Copy the stretch of rows from the line containing "[mark] the easter" through the end of the rows, requests included. Shift every answer coordinate by -82 and leave the request lines and their sample numbers unchanged.

* **ENTRIES PROVIDED**:
- - -

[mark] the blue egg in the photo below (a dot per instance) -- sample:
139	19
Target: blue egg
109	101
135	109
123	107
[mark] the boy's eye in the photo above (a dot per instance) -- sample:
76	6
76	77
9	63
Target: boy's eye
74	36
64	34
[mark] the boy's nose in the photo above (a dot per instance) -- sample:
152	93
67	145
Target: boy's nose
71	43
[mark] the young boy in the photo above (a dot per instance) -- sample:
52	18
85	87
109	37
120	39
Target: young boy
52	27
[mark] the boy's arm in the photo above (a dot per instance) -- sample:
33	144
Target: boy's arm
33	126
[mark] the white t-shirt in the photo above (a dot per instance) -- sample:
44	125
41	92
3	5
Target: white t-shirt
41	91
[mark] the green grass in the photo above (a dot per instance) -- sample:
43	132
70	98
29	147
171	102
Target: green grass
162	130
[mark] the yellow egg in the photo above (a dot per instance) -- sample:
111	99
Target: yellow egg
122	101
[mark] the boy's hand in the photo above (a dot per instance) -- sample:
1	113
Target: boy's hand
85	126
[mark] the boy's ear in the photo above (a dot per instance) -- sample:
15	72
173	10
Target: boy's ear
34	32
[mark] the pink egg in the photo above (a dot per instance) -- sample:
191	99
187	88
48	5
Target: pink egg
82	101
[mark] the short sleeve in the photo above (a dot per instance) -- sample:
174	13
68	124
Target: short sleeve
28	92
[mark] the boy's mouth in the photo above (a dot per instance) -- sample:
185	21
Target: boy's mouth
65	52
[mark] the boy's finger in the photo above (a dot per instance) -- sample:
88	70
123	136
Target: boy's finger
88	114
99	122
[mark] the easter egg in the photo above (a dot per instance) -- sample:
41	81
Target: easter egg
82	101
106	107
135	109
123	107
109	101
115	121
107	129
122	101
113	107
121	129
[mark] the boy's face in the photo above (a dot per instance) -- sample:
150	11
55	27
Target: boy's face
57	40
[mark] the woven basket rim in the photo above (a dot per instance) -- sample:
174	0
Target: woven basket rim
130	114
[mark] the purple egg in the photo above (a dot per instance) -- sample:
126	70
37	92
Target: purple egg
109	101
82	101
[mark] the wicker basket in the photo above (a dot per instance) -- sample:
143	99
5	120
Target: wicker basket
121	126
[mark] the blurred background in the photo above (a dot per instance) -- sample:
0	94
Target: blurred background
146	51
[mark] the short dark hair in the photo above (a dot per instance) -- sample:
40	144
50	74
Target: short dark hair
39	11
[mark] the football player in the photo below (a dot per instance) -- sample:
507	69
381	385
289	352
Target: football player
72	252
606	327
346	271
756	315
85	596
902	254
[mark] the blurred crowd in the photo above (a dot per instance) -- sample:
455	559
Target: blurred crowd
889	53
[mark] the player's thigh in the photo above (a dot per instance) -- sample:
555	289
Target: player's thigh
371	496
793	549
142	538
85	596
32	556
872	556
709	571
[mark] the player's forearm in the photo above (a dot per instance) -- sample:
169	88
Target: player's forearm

- - -

* **PROBLEM SOLUTION**:
[mark] the easter egg in the photo above (a dot per instance) -- sample:
41	81
Target: easter egg
0	19
24	25
53	27
41	25
27	19
33	39
25	47
40	19
31	25
39	47
[mark] the boy's face in the photo above (a dot per instance) -- sample:
150	11
55	27
Target: boy's face
-25	-42
[mark] the woven basket rim in the photo above (a dot per instance) -- sample:
174	0
Target: woven basket rim
48	32
[mark] the purple egg in the photo above (a dot per instance) -- sample:
126	70
37	92
Target: purple egg
27	19
0	19
[mark] the wicker basket in the photo above (a dot per instance) -- sample:
143	99
5	120
Target: wicker basket
39	44
[mark] the blurred background in the photo above (a dot per instance) -- sample:
0	94
Target: blurred background
64	-31
[mark] the short dark hair in the photo above (a dot per instance) -- sample:
40	144
50	74
Target: short dark hair
-43	-71
[mark] the football player in the photo below (a dot per instance) -- sample:
507	69
381	385
289	352
Target: football player
-10	170
524	245
264	189
674	233
3	514
820	172
[mark] the blurred crowd in the photo above (a dot per instance) -- sample:
455	559
Target: blurred crowd
807	-29
[mark] the player's thigh in the photo above (a dot per instance) -- sample:
555	289
Target: player's thigh
289	414
711	467
60	456
3	514
-50	474
790	474
627	489
[mark] the player's forearm in the photo above (a dot per instance) -- sample:
169	88
Target: player's forearm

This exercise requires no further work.